* Direction 1 *
In the records below, arrange the lines from the line with "Reviewer note: see that each instance of the golden" to the line with "Target: golden brown chicken skin", both included, as a JSON list of strings with one string per line and blank lines omitted. Give only those lines.

* Quoted text *
- - -
= Alfred P. Sloan Prize =

Film award

The Alfred P. Sloan Prize is an award given each year, starting in 2003, to a film at the Sundance Film Festival. It is one of the Alfred P. Sloan Science in Film Awards.

== Criteria ==
The prize is given to an outstanding feature film that focuses on science or technology as a theme, or depicts a scientist, engineer, or mathematician as a major character. The jury is composed of established film and science professionals.

Each winner is presented with a cash award provided by the Alfred P. Sloan Foundation. As of January 2024, the award is $25,000.
- - -
* Excerpts of location labeling data *
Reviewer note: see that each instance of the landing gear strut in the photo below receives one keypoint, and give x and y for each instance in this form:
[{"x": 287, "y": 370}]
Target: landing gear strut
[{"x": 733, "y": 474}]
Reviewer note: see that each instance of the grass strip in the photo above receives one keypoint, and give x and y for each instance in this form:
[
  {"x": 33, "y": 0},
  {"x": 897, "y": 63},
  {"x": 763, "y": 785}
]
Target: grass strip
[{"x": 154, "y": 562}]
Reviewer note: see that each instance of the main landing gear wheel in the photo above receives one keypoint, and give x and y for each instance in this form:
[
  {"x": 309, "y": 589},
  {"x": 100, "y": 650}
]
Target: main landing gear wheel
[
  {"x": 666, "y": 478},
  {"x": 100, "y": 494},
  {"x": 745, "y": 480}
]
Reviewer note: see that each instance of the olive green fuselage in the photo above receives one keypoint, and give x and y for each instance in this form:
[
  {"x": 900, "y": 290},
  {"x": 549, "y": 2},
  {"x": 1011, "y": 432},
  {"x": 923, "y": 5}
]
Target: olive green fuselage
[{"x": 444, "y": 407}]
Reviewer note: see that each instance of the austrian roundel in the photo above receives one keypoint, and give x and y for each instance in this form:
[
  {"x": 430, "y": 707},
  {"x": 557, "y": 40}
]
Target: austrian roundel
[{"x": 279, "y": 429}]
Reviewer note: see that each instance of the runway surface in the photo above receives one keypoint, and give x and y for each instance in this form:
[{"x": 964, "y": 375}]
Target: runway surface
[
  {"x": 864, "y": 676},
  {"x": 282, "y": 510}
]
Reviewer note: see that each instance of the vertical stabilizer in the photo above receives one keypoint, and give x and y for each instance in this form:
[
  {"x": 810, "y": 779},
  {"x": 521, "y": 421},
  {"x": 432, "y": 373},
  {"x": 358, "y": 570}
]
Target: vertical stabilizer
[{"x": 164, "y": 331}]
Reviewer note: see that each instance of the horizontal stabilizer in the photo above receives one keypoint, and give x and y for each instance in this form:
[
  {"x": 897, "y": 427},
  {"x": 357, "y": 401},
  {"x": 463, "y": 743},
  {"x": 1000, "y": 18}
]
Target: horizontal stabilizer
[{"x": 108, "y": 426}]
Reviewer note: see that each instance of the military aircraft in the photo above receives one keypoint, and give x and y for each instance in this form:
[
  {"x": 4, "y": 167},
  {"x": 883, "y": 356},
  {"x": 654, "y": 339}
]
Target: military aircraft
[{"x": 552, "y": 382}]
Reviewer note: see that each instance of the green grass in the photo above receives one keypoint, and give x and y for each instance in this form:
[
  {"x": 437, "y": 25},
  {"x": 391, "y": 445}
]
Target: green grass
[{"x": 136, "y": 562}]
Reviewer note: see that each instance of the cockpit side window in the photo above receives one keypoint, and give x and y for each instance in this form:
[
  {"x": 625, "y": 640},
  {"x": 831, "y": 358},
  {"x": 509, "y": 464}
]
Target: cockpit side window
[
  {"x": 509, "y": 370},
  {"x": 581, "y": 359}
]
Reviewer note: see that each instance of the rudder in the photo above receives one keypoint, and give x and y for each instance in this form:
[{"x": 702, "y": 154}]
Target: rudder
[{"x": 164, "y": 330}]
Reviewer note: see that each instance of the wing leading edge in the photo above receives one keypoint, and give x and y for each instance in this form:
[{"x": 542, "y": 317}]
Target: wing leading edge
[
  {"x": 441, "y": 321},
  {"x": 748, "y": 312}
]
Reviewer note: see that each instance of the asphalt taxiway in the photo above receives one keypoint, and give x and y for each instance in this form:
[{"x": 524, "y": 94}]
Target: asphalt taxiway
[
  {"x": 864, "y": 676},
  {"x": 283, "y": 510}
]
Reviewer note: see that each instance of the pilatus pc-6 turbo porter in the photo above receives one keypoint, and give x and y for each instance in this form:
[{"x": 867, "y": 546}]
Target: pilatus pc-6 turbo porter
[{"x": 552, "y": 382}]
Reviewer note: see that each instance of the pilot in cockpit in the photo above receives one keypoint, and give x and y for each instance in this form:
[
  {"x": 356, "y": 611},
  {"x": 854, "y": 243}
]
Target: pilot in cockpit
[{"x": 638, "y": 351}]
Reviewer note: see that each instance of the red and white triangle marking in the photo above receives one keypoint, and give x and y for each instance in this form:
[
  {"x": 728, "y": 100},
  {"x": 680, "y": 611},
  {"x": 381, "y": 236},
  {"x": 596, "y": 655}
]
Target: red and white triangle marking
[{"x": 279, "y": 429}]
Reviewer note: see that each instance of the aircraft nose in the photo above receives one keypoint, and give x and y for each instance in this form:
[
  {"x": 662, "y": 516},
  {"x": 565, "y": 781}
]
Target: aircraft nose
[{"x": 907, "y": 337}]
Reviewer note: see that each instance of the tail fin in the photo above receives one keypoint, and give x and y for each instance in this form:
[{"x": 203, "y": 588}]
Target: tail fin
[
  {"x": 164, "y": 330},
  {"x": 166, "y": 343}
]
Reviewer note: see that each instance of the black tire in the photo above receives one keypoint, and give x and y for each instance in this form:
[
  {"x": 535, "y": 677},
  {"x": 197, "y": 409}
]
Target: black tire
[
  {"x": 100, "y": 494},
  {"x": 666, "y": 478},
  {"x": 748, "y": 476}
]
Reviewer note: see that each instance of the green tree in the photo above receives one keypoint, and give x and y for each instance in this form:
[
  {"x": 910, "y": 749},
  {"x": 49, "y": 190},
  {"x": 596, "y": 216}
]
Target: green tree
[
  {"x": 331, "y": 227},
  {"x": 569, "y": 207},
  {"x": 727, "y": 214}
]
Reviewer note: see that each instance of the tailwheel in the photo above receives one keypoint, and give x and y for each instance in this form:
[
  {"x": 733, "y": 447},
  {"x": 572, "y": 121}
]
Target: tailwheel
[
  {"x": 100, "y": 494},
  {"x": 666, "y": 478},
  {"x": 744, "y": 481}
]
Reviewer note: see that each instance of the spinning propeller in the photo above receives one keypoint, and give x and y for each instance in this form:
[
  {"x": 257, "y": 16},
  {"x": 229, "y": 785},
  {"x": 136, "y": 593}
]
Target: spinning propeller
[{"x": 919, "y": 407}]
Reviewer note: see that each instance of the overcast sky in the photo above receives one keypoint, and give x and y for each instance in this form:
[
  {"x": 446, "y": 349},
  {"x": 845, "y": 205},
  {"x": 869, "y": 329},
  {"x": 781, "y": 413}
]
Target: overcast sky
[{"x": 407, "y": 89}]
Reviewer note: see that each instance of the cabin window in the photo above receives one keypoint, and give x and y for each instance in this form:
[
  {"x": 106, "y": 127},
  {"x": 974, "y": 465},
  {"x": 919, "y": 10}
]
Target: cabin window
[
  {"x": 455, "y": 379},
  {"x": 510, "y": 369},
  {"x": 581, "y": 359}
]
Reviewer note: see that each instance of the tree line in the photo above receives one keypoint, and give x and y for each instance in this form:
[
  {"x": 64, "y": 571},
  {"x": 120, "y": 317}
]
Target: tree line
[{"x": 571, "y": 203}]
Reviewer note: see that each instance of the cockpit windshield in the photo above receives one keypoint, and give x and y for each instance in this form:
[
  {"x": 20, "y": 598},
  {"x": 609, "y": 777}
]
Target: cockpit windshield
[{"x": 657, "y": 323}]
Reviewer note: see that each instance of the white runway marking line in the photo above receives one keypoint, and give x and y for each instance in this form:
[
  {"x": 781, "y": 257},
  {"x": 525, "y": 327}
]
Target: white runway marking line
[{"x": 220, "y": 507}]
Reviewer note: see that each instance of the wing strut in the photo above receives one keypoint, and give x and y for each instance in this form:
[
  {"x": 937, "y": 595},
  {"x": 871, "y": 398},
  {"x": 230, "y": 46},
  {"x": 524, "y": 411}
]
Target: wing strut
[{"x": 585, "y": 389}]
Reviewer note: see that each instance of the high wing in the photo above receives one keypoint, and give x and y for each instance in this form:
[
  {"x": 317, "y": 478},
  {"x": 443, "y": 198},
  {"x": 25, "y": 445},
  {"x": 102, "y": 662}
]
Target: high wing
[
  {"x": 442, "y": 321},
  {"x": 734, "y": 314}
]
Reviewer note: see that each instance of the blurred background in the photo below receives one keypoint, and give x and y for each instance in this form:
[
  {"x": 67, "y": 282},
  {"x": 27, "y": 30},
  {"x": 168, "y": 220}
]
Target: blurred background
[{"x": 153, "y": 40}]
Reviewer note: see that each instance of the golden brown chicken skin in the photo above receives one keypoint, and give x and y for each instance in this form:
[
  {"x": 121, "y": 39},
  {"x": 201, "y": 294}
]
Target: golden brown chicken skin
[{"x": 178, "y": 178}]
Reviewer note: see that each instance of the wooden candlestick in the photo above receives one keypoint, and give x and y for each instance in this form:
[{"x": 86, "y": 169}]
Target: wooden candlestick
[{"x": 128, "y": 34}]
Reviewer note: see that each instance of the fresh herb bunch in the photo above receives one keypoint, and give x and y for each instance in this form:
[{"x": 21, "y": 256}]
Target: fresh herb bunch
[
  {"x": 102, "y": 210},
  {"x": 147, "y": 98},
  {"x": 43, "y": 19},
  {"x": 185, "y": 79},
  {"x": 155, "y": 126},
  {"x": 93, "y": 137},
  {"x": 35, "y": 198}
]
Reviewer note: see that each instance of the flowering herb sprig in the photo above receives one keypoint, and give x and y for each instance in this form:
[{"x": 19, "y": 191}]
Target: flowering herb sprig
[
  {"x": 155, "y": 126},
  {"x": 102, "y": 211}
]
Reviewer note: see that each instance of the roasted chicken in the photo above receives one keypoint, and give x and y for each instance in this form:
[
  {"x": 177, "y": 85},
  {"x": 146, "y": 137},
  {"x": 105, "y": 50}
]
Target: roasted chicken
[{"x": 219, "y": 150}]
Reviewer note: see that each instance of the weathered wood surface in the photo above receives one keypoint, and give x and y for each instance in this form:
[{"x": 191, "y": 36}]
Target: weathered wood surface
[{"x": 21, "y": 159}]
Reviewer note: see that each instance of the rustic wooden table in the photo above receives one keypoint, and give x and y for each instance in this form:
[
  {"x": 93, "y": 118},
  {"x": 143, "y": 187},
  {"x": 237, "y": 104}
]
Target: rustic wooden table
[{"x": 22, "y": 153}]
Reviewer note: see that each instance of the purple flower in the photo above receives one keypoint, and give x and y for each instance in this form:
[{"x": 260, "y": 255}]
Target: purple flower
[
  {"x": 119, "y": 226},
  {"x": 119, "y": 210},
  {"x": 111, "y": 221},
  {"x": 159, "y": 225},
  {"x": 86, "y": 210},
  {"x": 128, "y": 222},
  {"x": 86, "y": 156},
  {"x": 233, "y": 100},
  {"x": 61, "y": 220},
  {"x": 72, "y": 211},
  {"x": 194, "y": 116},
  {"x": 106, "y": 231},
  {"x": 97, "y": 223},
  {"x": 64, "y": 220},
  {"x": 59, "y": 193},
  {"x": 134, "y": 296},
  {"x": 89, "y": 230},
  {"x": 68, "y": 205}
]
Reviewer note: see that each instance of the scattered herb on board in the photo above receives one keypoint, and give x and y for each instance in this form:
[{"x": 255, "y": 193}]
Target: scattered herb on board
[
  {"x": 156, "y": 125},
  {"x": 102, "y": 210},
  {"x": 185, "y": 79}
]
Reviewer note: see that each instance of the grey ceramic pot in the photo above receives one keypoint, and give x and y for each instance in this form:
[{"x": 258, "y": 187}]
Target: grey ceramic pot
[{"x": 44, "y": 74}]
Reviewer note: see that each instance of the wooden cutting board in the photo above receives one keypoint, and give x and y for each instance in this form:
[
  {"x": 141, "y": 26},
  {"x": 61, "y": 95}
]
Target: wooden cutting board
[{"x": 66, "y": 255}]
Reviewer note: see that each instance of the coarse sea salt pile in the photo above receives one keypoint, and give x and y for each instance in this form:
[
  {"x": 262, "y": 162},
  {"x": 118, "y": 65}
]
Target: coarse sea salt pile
- - -
* Direction 2 *
Return the full article on the Alfred P. Sloan Prize with every character unchanged.

* Written solution 1 *
[
  "Reviewer note: see that each instance of the golden brown chicken skin in the photo above receives one keypoint, and give x and y for each instance in this form:",
  "[",
  "  {\"x\": 121, \"y\": 39},",
  "  {\"x\": 201, \"y\": 294}",
  "]",
  "Target: golden brown chicken skin"
]

* Written solution 2 *
= Alfred P. Sloan Prize =

Film award

The Alfred P. Sloan Prize is an award given each year, starting in 2003, to a film at the Sundance Film Festival. It is one of the Alfred P. Sloan Science in Film Awards.

== Criteria ==
The prize is given to an outstanding feature film that focuses on science or technology as a theme, or depicts a scientist, engineer, or mathematician as a major character. The jury is composed of established film and science professionals.

Each winner is presented with a cash award provided by the Alfred P. Sloan Foundation. As of January 2024, the award is $25,000.